EXERCISE OBJECTIVE.
Transcribe the passage on abiding in Jesus word for word, beginning at the words "What is the" and stopping after "another.’ (John 15:9-12.17)".

The results of not abiding in Jesus sound quite terrifying: ‘Whoever does not abide in me is thrown away like a branch and withers; such branches are gathered, thrown into the fire, and burned.’ However, the fire in this sentence is not ‘the eternal fire prepared for the devil and his angels’ described in the story of the sheep and the goats in the Gospel according to Matthew. It is simply the literal fire that burns up literally dry branches, the dry branches that disciples will resemble if they do not abide in Jesus.

What is the fruit that disciples united to Christ will bear? It will not at all surprise you that it is love. Early in the evening, Jesus had told his disciples, ‘I give you a new commandment, that you love one another. Just as I have loved you, you also should love one another. By this everyone will know that you are my disciples, if you have love for one another.’ (John 13:34-35) Today’s passage continues:

As the Father has loved me, so I have loved you; abide in my love. If you keep my commandments, you will abide in my love, just as I have kept my Father’s commandments and abide in his love. I have said these things to you so that my joy may be in you, and that your joy may be complete. This is my commandment, that you love one another as I have loved you. … I am giving you these commands so that you may love one another.’ (John 15:9-12.17)

DATA FOR ANALYSIS.

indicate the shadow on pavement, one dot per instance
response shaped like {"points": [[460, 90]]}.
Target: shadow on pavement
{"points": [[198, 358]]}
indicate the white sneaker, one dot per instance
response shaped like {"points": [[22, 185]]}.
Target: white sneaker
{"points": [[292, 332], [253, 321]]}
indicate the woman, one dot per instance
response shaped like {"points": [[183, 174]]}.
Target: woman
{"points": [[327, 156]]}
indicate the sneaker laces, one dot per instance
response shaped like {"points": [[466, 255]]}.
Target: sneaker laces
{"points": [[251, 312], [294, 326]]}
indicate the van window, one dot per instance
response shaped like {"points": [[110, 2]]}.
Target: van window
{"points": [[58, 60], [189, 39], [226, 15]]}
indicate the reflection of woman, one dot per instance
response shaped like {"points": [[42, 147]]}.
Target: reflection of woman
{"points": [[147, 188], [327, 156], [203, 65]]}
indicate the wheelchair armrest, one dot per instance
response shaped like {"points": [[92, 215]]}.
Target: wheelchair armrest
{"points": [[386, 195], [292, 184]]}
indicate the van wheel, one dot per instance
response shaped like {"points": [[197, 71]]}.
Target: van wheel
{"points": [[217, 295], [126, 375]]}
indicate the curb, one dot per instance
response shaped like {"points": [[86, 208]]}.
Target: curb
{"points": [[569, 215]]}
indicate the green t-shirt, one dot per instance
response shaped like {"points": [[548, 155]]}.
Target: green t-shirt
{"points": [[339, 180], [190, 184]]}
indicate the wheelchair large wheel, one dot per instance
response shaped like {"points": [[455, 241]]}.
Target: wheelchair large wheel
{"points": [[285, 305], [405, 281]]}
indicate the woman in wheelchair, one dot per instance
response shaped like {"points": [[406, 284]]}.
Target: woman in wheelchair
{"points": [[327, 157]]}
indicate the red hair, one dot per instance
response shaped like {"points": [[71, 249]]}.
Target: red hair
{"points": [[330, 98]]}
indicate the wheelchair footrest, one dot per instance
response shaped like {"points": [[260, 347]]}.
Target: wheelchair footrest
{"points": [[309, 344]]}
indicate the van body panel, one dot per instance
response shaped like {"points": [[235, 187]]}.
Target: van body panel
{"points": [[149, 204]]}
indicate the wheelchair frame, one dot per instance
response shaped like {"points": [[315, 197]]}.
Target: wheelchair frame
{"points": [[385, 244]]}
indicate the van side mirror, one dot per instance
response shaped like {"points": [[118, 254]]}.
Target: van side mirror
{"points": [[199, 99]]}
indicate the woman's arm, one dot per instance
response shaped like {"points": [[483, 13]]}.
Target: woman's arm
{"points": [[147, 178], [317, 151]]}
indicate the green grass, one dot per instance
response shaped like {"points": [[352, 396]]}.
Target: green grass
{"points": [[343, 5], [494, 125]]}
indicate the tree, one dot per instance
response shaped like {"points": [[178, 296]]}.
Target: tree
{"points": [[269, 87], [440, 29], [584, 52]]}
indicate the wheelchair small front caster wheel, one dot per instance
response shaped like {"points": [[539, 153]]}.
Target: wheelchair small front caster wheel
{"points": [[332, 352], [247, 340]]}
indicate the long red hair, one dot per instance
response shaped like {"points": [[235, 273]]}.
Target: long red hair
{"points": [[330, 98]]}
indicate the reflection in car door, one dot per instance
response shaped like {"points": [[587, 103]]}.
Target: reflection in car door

YOUR RESPONSE.
What is the fruit that disciples united to Christ will bear? It will not at all surprise you that it is love. Early in the evening, Jesus had told his disciples, ‘I give you a new commandment, that you love one another. Just as I have loved you, you also should love one another. By this everyone will know that you are my disciples, if you have love for one another.’ (John 13:34-35) Today’s passage continues:

As the Father has loved me, so I have loved you; abide in my love. If you keep my commandments, you will abide in my love, just as I have kept my Father’s commandments and abide in his love. I have said these things to you so that my joy may be in you, and that your joy may be complete. This is my commandment, that you love one another as I have loved you. … I am giving you these commands so that you may love one another.’ (John 15:9-12.17)